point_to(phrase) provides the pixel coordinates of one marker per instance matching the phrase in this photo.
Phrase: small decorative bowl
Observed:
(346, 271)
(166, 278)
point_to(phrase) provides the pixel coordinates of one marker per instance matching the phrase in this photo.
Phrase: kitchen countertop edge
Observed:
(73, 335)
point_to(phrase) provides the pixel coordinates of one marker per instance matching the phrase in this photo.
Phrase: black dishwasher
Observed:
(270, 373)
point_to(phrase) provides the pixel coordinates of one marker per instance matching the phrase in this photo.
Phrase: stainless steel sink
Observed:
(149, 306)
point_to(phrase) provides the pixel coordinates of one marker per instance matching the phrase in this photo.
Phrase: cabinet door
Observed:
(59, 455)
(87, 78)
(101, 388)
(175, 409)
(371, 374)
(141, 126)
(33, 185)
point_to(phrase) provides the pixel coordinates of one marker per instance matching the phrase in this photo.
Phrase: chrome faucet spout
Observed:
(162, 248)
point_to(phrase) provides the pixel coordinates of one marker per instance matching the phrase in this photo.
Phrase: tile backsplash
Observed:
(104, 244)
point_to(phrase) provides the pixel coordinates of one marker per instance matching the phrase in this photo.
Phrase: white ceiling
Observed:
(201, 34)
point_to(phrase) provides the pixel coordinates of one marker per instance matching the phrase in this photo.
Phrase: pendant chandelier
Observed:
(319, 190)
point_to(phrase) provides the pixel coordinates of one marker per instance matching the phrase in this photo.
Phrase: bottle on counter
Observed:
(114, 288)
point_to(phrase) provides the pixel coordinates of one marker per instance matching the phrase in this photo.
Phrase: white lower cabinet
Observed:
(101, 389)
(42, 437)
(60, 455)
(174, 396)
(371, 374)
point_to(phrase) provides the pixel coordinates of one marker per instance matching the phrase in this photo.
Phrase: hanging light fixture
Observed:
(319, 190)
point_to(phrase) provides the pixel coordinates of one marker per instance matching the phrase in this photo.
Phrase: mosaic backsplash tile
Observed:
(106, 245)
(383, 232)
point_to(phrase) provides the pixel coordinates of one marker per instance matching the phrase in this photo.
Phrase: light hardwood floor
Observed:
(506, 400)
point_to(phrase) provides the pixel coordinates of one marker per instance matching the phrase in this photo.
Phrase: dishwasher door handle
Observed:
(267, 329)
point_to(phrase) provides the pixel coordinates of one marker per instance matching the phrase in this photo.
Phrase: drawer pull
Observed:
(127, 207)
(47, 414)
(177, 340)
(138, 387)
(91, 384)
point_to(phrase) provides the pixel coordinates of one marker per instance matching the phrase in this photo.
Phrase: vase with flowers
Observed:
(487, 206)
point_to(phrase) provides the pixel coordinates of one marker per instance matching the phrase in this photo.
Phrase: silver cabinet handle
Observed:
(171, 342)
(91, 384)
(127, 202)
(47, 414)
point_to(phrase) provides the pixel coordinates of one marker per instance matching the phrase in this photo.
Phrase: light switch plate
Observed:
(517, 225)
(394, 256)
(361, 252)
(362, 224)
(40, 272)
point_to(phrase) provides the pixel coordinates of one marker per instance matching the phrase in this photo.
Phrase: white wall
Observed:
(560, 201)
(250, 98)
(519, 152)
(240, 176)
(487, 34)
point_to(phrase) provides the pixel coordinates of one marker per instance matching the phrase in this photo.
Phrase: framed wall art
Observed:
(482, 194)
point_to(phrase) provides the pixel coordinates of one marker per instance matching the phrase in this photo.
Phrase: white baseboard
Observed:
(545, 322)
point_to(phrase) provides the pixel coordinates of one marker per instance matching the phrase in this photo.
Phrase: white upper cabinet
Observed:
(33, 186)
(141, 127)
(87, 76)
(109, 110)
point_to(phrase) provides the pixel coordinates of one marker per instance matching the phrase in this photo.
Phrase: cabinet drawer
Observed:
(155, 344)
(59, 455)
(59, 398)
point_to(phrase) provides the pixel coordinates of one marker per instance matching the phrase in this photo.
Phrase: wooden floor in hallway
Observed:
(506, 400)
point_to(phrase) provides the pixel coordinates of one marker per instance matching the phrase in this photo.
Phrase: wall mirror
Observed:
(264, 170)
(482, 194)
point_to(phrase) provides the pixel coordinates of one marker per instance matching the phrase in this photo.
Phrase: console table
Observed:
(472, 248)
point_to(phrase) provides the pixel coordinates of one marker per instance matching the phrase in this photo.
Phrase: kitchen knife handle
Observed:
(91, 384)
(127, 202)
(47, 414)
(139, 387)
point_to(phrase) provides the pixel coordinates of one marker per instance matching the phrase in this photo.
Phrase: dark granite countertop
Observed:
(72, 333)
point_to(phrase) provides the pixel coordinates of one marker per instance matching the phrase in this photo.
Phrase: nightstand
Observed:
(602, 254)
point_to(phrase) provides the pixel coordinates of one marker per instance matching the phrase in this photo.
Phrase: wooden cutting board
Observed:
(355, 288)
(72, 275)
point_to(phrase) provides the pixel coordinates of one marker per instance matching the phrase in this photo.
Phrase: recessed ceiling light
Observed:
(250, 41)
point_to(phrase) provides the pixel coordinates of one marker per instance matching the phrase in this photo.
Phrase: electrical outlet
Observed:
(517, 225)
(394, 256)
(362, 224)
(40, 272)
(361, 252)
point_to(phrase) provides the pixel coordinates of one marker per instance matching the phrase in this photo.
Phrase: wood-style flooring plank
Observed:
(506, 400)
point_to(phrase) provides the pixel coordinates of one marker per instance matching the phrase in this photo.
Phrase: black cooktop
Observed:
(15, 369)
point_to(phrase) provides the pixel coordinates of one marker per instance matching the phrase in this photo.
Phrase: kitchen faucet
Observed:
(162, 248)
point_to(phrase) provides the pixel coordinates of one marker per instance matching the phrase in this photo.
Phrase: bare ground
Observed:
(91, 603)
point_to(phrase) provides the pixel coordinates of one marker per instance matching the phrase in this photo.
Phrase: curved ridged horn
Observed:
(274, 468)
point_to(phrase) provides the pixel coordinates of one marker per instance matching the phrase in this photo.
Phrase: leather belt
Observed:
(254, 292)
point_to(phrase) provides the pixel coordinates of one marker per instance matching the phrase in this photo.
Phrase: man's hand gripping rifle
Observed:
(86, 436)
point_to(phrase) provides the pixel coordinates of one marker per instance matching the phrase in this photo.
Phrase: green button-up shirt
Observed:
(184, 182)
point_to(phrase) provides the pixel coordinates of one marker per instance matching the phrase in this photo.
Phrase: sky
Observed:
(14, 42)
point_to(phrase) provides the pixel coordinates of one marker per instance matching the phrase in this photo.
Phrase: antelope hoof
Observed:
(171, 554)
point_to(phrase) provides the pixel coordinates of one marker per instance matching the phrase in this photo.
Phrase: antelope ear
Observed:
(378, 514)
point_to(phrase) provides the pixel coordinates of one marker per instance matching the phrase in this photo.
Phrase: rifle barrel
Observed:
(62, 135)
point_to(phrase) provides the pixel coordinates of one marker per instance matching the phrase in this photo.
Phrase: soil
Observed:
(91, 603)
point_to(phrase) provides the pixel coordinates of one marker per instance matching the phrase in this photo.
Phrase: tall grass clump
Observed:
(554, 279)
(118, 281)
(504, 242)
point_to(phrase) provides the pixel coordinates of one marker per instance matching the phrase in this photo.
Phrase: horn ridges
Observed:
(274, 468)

==

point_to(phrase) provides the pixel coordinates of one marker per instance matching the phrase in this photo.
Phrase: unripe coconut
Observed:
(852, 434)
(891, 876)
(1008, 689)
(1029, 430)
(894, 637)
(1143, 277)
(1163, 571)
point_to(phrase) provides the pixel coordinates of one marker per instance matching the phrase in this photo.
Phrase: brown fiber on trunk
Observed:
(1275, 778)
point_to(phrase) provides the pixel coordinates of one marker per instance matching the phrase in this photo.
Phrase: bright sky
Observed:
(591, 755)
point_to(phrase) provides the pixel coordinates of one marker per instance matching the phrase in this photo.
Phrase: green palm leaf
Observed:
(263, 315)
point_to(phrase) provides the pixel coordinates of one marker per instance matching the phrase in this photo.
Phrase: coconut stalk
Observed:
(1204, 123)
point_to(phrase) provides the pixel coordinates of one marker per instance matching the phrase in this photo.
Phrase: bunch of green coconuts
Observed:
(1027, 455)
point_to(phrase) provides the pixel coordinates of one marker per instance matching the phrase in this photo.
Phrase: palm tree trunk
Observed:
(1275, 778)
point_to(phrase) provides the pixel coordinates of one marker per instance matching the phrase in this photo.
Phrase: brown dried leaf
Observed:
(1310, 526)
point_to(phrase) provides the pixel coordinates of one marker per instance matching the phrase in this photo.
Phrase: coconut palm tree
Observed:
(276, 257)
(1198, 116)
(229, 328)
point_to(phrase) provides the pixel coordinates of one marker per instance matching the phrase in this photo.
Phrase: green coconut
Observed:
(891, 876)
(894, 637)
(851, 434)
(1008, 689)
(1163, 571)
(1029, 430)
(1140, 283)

* * *

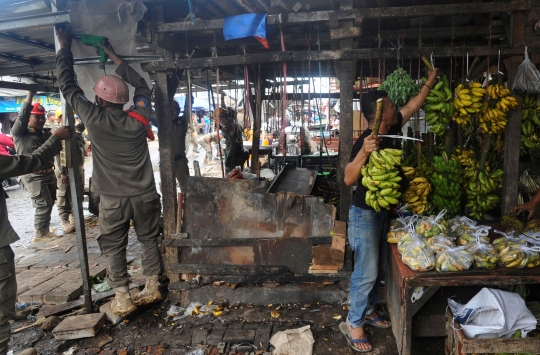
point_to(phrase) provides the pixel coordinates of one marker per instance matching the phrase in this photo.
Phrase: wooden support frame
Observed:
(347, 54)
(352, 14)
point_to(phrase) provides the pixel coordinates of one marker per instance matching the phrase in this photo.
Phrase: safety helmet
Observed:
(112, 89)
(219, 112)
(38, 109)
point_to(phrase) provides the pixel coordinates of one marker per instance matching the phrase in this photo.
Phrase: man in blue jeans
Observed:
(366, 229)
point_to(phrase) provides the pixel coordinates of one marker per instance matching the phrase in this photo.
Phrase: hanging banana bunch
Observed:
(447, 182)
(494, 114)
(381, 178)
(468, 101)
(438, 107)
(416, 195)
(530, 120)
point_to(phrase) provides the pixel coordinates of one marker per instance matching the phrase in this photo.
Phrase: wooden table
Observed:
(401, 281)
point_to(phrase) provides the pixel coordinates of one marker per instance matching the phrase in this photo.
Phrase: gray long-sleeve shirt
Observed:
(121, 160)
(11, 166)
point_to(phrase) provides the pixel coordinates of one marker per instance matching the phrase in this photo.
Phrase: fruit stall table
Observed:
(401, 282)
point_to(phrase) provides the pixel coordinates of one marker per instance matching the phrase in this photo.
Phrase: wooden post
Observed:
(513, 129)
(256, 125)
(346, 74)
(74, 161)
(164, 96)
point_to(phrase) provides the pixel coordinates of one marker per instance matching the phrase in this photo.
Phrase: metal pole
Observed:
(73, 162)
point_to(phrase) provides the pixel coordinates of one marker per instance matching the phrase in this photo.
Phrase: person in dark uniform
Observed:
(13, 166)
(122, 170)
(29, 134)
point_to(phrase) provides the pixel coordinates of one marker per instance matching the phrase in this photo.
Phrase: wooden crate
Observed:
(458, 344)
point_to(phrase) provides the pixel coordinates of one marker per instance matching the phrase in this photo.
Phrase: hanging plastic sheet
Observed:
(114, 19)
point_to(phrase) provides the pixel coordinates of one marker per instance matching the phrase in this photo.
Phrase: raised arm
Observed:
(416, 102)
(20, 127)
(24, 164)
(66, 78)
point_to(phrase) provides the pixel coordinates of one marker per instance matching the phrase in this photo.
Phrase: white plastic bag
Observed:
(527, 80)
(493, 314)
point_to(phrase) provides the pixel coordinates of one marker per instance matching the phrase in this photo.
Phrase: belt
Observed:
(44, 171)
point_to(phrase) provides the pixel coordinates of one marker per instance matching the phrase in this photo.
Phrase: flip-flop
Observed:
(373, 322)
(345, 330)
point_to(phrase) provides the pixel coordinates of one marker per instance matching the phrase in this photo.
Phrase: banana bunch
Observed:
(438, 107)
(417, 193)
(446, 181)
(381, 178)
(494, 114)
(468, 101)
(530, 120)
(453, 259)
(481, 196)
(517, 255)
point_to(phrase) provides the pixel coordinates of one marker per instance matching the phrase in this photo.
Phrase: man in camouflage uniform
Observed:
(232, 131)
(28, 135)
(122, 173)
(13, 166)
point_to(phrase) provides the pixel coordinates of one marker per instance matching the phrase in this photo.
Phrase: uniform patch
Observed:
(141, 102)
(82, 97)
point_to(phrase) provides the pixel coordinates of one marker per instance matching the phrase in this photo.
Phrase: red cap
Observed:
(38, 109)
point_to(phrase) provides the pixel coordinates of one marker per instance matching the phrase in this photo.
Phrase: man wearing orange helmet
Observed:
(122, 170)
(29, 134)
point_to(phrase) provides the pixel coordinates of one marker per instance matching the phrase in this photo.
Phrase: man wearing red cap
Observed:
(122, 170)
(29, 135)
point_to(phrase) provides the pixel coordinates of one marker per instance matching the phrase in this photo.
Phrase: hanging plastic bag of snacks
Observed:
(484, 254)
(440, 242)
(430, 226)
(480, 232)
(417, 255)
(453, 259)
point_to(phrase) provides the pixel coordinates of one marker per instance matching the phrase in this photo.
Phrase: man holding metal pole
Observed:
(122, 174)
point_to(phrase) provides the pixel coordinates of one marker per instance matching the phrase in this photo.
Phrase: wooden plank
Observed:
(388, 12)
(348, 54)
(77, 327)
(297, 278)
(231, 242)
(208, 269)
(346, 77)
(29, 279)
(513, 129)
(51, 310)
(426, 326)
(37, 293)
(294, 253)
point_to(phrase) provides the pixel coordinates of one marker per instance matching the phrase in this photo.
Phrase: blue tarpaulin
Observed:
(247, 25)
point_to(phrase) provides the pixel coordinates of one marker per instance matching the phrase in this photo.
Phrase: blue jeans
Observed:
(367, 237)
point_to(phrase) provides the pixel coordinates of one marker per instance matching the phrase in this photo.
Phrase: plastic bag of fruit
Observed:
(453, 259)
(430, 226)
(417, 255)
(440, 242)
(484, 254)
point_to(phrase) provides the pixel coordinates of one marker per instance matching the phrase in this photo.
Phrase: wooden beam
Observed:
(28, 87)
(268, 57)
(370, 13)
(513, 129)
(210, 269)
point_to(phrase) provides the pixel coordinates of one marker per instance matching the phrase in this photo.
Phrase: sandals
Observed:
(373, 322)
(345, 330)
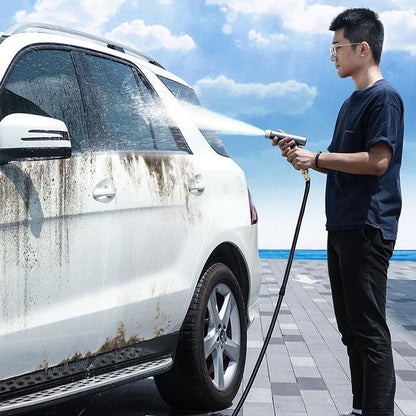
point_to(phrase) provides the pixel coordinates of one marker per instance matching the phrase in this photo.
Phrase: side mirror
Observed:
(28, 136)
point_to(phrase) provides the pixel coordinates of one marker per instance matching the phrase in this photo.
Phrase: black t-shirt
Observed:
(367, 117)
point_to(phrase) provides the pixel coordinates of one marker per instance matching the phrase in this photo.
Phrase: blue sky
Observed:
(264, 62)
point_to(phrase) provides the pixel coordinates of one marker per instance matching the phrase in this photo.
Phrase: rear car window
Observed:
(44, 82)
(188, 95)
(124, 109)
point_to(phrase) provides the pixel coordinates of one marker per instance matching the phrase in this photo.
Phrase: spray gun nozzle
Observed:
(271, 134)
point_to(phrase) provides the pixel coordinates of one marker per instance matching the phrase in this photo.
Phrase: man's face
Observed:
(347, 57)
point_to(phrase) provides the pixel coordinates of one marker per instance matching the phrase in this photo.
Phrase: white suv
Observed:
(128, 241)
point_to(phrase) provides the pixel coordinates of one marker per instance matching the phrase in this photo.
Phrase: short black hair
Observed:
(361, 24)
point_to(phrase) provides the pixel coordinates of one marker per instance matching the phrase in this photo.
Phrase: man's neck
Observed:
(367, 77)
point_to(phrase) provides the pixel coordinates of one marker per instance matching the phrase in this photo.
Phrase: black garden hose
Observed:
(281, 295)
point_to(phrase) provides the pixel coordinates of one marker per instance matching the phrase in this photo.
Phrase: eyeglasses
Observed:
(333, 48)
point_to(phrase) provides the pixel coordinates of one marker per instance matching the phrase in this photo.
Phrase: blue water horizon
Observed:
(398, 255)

» Task to complete:
All lines with the word "black" need to be copied from the data above.

» Written response:
Phrase: black dishwasher
Phrase: black cooktop
Phrase: black t-shirt
Phrase: short black hair
Phrase: black garden hose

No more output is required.